#### Given text
--
Governments are incapable of running anything, they need to be as far removed from energy production and transmission as possible. No person or organization could have screwed Germany up this bad. Only government is capable of this kind of destruction.

Reply to  Bob
March 1, 2024 1:53 am

The prime requirement for a politician is the ability to enunciate carefully crafted bullshit with conviction and a straight face. That is why so many lawyers are in governments.

Joe Crawford
Reply to  Leo Smith
March 1, 2024 11:36 am

The only lawyers in government are those that couldn’t make it in the private sector :<)

Reply to  Bob
March 1, 2024 3:58 am

Can you imagine that the Greens wonder why they are in the center of disfavor ?

Rich Davis
Reply to  Bob
March 1, 2024 4:37 am

The problem is not so much that Habeck is incompetent (although as a Green he obviously is by definition), the problem is that no country should have an economics minister. Central planning is at best woefully inefficient and usually corrupt to boot.

Let the market allocate resources. A light hand on regulation may be needed to discourage criminal behavior such as price fixing and fraudulent business practices but not ‘industrial policy’ mandating outcomes, subsidizing actions that would otherwise be uneconomic, and penalizing legitimate economic activities.

At least that’s the view from my cave this morning. (Ref: https://www.foxnews.com/politics/biden-calls-climate-change-deniers-neanderthals-during-border-speech-texas.amp )

Reply to  Rich Davis
March 1, 2024 5:37 am

The problem is, Habeck is Minister of Economics and Minister of Climate Protection – will say 2 contradicting positions.
That’s Germany !

Rich Davis
Reply to  Krishna Gans
March 1, 2024 6:55 am

Isn’t it the Ministerium für Wirtschaft und Klimaschutz? One ministry, not one minister with two portfolios.

It’s like the Ministry of Agriculture and Space Exploration

Or more aptly, the Ministry of Defence and Silly Walks

He’s the Minister for Commerce and Climate Protection, not the Minister of Commerce and the Minister of Climate Protection. The Minister of Oxymorons

Reply to  Rich Davis
March 1, 2024 7:28 am

No difference for me, what ever he may built up with his hands, while turning around he breaks it down with his backside. 😀

CD in Wisconsin
Reply to  Bob
March 1, 2024 9:13 am

“No person or organization could have screwed Germany up this bad. Only government is capable of this kind of destruction.”

Or, as I like to say it Bob: “To err is human, but to really screw things up requires government.”

Editor
February 29, 2024 10:38 pm

Somebody needs to tell Herr Birnbaum and the other CEOs that appeasement never works. Those CEOs need to tell it like it is and stop f*rting around trying not to upset their farcically incompetent government. The people would understand, and when the people turned up in Berlin with pitchforks, guess what – the government would understand too.

Gerald
Reply to  Mike Jonas
March 1, 2024 12:17 am

In big companies the CEO is not the boss, he is just the top employee, who got a mandate from the owners, when he was appointed. Therefore ones shouldn’t expect too much criticism of governments coming from CEOs, it’s just not their job to do so. Crucial are the wealthy owners of the companies, but especially for them the Green Transition scam was seen as “next big thing” to get high profits from subsidies paid by taxes. If the owners start to change their view, when also their profits go downhill, the CEOs will end their appeasement and there are first signs that this is now starting to happen. But IMHO more important will be the outcome of EU-election in June, since the majority of Green Deal supporters is small.
--
#### Data extract

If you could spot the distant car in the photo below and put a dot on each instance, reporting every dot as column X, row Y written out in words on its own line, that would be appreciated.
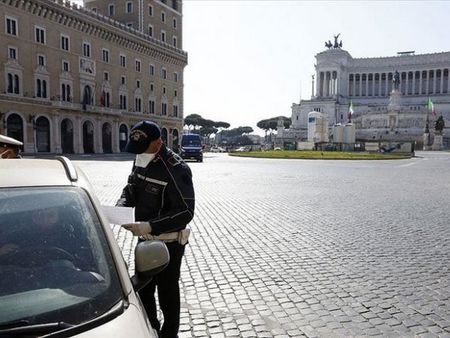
column 216, row 149
column 191, row 147
column 62, row 270
column 245, row 148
--
#### Task directions
Answer from the comment thread:
(a) Which profession does one commenter say is common in governments?
(b) Which two areas does Habeck's ministerial post combine?
(c) What does the comment by Gerald name as more important than the CEOs ending their appeasement?
The listing plays no part in what follows.

#### Result of this exercise
(a) Lawyers.
(b) Economics and climate protection.
(c) The outcome of the EU election in June.